▶ **What you should do**:
Reproduce every one of the lines below word for word, omitting the pictures.

= = = =

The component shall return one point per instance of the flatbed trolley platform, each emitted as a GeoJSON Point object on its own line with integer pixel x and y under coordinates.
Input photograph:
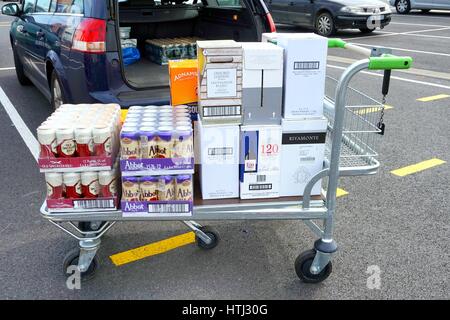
{"type": "Point", "coordinates": [355, 126]}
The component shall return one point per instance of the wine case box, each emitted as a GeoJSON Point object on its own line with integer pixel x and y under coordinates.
{"type": "Point", "coordinates": [302, 154]}
{"type": "Point", "coordinates": [217, 151]}
{"type": "Point", "coordinates": [260, 161]}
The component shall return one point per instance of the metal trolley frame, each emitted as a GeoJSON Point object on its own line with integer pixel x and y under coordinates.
{"type": "Point", "coordinates": [353, 130]}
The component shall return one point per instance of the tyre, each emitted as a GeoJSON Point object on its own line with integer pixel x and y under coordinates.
{"type": "Point", "coordinates": [23, 79]}
{"type": "Point", "coordinates": [212, 234]}
{"type": "Point", "coordinates": [324, 24]}
{"type": "Point", "coordinates": [57, 96]}
{"type": "Point", "coordinates": [402, 6]}
{"type": "Point", "coordinates": [303, 264]}
{"type": "Point", "coordinates": [71, 259]}
{"type": "Point", "coordinates": [366, 30]}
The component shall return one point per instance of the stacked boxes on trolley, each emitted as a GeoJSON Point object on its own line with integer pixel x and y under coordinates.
{"type": "Point", "coordinates": [261, 131]}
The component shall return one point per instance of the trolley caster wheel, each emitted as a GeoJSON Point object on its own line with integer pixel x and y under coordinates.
{"type": "Point", "coordinates": [71, 259]}
{"type": "Point", "coordinates": [212, 234]}
{"type": "Point", "coordinates": [303, 264]}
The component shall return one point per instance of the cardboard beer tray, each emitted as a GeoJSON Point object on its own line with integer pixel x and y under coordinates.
{"type": "Point", "coordinates": [174, 208]}
{"type": "Point", "coordinates": [82, 205]}
{"type": "Point", "coordinates": [76, 164]}
{"type": "Point", "coordinates": [156, 166]}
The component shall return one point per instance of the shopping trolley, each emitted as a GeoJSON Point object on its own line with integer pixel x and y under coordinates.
{"type": "Point", "coordinates": [355, 127]}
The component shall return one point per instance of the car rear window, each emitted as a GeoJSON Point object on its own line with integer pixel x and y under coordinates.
{"type": "Point", "coordinates": [70, 6]}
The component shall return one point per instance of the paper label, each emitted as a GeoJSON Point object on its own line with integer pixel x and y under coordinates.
{"type": "Point", "coordinates": [221, 83]}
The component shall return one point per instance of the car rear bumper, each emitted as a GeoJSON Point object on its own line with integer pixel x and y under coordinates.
{"type": "Point", "coordinates": [356, 22]}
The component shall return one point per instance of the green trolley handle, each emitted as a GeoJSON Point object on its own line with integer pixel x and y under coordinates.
{"type": "Point", "coordinates": [383, 62]}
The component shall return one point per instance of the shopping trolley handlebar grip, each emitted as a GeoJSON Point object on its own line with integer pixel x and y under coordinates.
{"type": "Point", "coordinates": [386, 81]}
{"type": "Point", "coordinates": [389, 62]}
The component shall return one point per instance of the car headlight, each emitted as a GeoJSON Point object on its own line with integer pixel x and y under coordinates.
{"type": "Point", "coordinates": [352, 9]}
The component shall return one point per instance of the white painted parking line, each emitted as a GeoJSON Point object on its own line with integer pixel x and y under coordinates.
{"type": "Point", "coordinates": [20, 125]}
{"type": "Point", "coordinates": [407, 50]}
{"type": "Point", "coordinates": [396, 78]}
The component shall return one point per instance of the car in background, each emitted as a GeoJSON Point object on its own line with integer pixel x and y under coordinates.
{"type": "Point", "coordinates": [405, 6]}
{"type": "Point", "coordinates": [328, 16]}
{"type": "Point", "coordinates": [71, 50]}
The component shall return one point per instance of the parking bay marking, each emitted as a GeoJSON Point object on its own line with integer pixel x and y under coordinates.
{"type": "Point", "coordinates": [152, 249]}
{"type": "Point", "coordinates": [29, 139]}
{"type": "Point", "coordinates": [414, 168]}
{"type": "Point", "coordinates": [433, 98]}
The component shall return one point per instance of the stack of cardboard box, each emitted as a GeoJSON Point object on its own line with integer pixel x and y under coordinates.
{"type": "Point", "coordinates": [261, 131]}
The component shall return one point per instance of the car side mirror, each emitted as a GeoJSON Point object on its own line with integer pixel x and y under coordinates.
{"type": "Point", "coordinates": [11, 9]}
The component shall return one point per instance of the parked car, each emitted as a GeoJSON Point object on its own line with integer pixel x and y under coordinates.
{"type": "Point", "coordinates": [71, 50]}
{"type": "Point", "coordinates": [327, 16]}
{"type": "Point", "coordinates": [405, 6]}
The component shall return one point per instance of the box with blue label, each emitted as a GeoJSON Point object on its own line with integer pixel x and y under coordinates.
{"type": "Point", "coordinates": [260, 161]}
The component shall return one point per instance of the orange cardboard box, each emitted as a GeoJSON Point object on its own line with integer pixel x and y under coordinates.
{"type": "Point", "coordinates": [183, 81]}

= = = =

▶ **Final answer**:
The component shall return one point per instance of the flatbed trolley platform, each emitted as a GeoJSON Point object on its own line with integer pixel x and y under coordinates.
Input photograph:
{"type": "Point", "coordinates": [355, 126]}
The component shall return one point per instance of the wine case box, each emitted as a GeoJSON Point object on its own line with integer pixel x and y under coordinates.
{"type": "Point", "coordinates": [302, 154]}
{"type": "Point", "coordinates": [217, 151]}
{"type": "Point", "coordinates": [260, 161]}
The component shall return one point per instance of the metal trolley frame, each emitted as a GeoJSON Point object on its own line with integer pixel x and y under coordinates.
{"type": "Point", "coordinates": [353, 130]}
The component shall return one point per instance of the tyre, each emitted as a GeoJSON Point object on its own line with integer pixel x and y under coordinates.
{"type": "Point", "coordinates": [23, 79]}
{"type": "Point", "coordinates": [212, 234]}
{"type": "Point", "coordinates": [324, 24]}
{"type": "Point", "coordinates": [57, 96]}
{"type": "Point", "coordinates": [402, 6]}
{"type": "Point", "coordinates": [303, 264]}
{"type": "Point", "coordinates": [71, 259]}
{"type": "Point", "coordinates": [366, 30]}
The component shall return one point per instance of the stacked boxes on trolley, each emitted as a GeoJSON Point object on its own line with integer pixel x and y under coordinates.
{"type": "Point", "coordinates": [261, 131]}
The component shall return one point per instance of the trolley caster wheel, each emitted as a GeoJSON Point object on its own line with integer pixel x and y under coordinates.
{"type": "Point", "coordinates": [71, 259]}
{"type": "Point", "coordinates": [212, 234]}
{"type": "Point", "coordinates": [303, 264]}
The component shall return one point per instance of the cardboard beer tray, each emitted as a GeoJSON Point object on its own line with integer pixel x and y under coordinates.
{"type": "Point", "coordinates": [174, 208]}
{"type": "Point", "coordinates": [82, 205]}
{"type": "Point", "coordinates": [76, 164]}
{"type": "Point", "coordinates": [156, 166]}
The component shall return one point per instance of the shopping trolley, each emitted as a GeoJSON Point object on its own line with integer pixel x and y under coordinates.
{"type": "Point", "coordinates": [355, 127]}
The component shall return one point per instance of the car rear window, each emitted as a GeoJSON Point object on its own line with integer pixel x and y under coordinates.
{"type": "Point", "coordinates": [70, 6]}
The component shall return one point per instance of the paper label, each emitted as a GeoJSON Point object on its own line with integer pixel x and y under coordinates.
{"type": "Point", "coordinates": [221, 83]}
The component shall return one point per instance of the car rear bumper, each emitted as a GeoJSON Point object on its own line with integer pixel x and y under coordinates.
{"type": "Point", "coordinates": [356, 22]}
The component shall return one point per instance of the green trolley handle, each emitted as a GeoJSON Point object on its own line with integer pixel x and y under coordinates.
{"type": "Point", "coordinates": [383, 62]}
The component shall return one point per instance of the shopping trolley handlebar grip, each emitted as a GeoJSON Point object on its own line with integer pixel x and y under coordinates.
{"type": "Point", "coordinates": [386, 81]}
{"type": "Point", "coordinates": [389, 62]}
The component shall return one point per instance of the car headlight, each emitted as a GeoJSON Point object on its own line with integer pixel x and y under coordinates.
{"type": "Point", "coordinates": [352, 9]}
The component shall return one point per instance of the white painted parking line, each emitted as a GeoJSON Point object on its own line with integer pixel x and y under coordinates.
{"type": "Point", "coordinates": [20, 125]}
{"type": "Point", "coordinates": [407, 50]}
{"type": "Point", "coordinates": [396, 78]}
The component shall return one point per instance of the car in background, each emitted as a GeoJSON Point object on its own line with integer pixel x and y under coordinates.
{"type": "Point", "coordinates": [405, 6]}
{"type": "Point", "coordinates": [328, 16]}
{"type": "Point", "coordinates": [71, 50]}
The component shall return one point per instance of the parking bay marking, each emitted as a GeoJSON Point object on its own line with integer pixel x and y under coordinates.
{"type": "Point", "coordinates": [152, 249]}
{"type": "Point", "coordinates": [29, 139]}
{"type": "Point", "coordinates": [414, 168]}
{"type": "Point", "coordinates": [433, 98]}
The component shall return one point per instance of the stack of cardboard box, each emitted as a GeoJSON Point object on its own line with integer pixel x and y under coordinates.
{"type": "Point", "coordinates": [261, 131]}
The component shall return one point per instance of the car side mirror, each emitted as a GeoJSON Point object on its own line with integer pixel x and y under coordinates.
{"type": "Point", "coordinates": [11, 9]}
The component shall return one point per instance of the parked car, each emitted as a GeoJSON Point object on its own line with integer pixel x and y under coordinates.
{"type": "Point", "coordinates": [71, 50]}
{"type": "Point", "coordinates": [327, 16]}
{"type": "Point", "coordinates": [405, 6]}
The component shall return one point per instance of the box with blue label, each emitted as a GeoJSON Point object on its own line with integer pixel x and y under coordinates.
{"type": "Point", "coordinates": [260, 161]}
The component shall return one point per instance of the orange cardboard box, each emitted as a GeoJSON Point object on its own line with integer pixel x and y under coordinates.
{"type": "Point", "coordinates": [183, 81]}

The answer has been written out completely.